Exercise :: Repeat nothing but the lines below running from the one containing "column 67, row 228" to the one containing "column 300, row 265". Keep both end lines.

Given information ::

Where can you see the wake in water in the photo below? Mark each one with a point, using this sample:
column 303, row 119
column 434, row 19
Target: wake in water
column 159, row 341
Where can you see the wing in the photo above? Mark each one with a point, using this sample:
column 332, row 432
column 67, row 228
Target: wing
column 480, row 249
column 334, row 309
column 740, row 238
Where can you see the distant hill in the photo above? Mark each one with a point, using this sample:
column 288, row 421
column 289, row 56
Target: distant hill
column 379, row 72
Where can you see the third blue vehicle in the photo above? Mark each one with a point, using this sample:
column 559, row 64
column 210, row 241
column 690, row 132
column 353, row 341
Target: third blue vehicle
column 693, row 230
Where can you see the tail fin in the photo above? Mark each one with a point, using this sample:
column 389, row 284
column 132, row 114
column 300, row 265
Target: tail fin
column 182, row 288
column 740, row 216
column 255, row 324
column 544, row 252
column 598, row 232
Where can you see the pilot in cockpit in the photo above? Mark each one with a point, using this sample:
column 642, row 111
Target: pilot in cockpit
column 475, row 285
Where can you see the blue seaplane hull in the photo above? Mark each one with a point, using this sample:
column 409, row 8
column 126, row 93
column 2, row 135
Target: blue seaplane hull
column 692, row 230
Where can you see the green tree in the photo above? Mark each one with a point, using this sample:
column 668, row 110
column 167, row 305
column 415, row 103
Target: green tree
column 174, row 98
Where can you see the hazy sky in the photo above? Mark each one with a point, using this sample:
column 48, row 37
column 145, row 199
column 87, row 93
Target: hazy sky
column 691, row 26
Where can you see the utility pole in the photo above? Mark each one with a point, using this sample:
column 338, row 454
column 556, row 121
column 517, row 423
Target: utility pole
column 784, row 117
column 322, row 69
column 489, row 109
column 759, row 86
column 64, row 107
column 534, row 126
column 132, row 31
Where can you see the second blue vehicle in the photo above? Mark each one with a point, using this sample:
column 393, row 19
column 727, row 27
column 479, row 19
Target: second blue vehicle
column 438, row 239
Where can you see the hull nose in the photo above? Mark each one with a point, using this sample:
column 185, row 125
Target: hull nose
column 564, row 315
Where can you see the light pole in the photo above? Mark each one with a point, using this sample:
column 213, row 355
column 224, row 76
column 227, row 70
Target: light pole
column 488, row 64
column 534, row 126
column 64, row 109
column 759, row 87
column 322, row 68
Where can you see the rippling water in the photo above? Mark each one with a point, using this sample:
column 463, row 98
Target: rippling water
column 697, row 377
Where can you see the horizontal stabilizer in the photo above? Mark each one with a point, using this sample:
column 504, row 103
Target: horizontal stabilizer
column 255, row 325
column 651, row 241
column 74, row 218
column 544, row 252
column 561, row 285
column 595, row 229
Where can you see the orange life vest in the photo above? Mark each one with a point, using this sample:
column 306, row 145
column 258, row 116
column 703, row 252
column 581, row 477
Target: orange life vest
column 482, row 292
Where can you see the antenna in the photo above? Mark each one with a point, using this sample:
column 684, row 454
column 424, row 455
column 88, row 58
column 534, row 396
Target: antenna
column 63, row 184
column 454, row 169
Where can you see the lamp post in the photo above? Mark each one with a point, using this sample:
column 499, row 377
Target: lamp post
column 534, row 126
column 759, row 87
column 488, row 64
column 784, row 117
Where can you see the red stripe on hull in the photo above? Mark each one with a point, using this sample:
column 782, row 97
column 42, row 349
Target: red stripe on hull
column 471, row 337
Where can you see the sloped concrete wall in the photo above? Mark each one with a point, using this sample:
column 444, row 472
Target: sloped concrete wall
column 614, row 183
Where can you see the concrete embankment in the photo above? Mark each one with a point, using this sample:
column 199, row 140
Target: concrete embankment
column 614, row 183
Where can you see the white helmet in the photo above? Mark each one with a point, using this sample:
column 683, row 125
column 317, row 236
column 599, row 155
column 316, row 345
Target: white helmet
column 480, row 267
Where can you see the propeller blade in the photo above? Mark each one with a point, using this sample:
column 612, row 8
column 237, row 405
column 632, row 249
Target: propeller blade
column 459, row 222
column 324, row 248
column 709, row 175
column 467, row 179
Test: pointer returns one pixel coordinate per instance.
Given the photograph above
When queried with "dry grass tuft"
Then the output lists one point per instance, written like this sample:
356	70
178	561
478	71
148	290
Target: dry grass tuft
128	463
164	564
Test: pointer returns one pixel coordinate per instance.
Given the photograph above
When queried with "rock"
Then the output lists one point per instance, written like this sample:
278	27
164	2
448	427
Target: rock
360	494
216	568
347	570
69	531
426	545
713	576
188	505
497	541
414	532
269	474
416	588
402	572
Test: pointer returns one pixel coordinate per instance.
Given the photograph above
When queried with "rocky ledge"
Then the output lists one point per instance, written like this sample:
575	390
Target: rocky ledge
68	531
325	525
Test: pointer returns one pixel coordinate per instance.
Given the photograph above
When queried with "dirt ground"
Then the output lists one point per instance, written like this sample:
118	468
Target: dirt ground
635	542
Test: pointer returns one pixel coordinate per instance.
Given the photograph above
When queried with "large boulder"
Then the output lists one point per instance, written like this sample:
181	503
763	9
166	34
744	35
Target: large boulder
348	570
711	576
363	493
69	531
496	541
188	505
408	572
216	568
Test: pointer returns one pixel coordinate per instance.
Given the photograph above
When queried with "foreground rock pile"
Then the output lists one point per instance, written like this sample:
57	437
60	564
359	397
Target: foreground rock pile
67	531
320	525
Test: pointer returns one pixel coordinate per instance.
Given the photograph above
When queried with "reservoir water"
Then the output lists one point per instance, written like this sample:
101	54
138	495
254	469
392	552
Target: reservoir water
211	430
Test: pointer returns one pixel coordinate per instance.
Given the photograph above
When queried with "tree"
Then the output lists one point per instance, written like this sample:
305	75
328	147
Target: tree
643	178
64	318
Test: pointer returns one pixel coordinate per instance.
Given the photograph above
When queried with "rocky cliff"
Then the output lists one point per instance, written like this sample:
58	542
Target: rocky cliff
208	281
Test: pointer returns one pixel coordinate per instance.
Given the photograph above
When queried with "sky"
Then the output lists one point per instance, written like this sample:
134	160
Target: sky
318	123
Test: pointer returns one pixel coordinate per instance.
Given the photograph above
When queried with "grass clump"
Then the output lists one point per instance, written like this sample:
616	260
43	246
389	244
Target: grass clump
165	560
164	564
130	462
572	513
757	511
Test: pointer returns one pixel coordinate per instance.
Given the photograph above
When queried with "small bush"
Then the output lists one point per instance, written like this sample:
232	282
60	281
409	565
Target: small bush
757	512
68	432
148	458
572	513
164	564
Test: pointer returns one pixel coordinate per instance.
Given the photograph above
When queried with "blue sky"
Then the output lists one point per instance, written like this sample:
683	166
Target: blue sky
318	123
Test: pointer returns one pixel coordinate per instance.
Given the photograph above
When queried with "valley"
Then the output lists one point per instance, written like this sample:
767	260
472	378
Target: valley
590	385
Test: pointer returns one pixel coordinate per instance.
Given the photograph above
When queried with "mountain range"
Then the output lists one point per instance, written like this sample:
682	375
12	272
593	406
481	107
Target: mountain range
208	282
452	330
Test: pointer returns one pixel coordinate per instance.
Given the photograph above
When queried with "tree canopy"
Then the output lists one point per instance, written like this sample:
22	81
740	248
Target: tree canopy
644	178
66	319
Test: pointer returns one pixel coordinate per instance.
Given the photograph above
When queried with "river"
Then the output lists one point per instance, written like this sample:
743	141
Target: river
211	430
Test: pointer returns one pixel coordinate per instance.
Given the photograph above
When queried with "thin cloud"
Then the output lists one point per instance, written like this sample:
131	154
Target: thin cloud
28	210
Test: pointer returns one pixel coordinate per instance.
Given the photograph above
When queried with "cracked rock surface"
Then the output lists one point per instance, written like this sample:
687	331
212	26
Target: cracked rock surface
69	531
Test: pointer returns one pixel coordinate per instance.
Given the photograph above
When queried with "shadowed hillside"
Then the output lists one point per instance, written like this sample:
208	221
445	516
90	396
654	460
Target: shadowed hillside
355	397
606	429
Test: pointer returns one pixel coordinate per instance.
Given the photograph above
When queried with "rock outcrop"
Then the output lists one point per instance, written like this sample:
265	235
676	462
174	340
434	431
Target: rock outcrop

Completed task ::
column 67, row 228
Target: wing
column 480, row 249
column 334, row 309
column 740, row 238
Where can you see the distant hill in the photo above? Mark each one with a point, using this sample:
column 288, row 421
column 289, row 56
Target: distant hill
column 379, row 72
Where can you see the third blue vehicle in the photo above? Mark each one with a point, using this sample:
column 559, row 64
column 210, row 241
column 690, row 132
column 353, row 341
Target: third blue vehicle
column 693, row 230
Where can you see the tail fin in the photo above? Mark each one with a point, using this sample:
column 389, row 284
column 132, row 114
column 300, row 265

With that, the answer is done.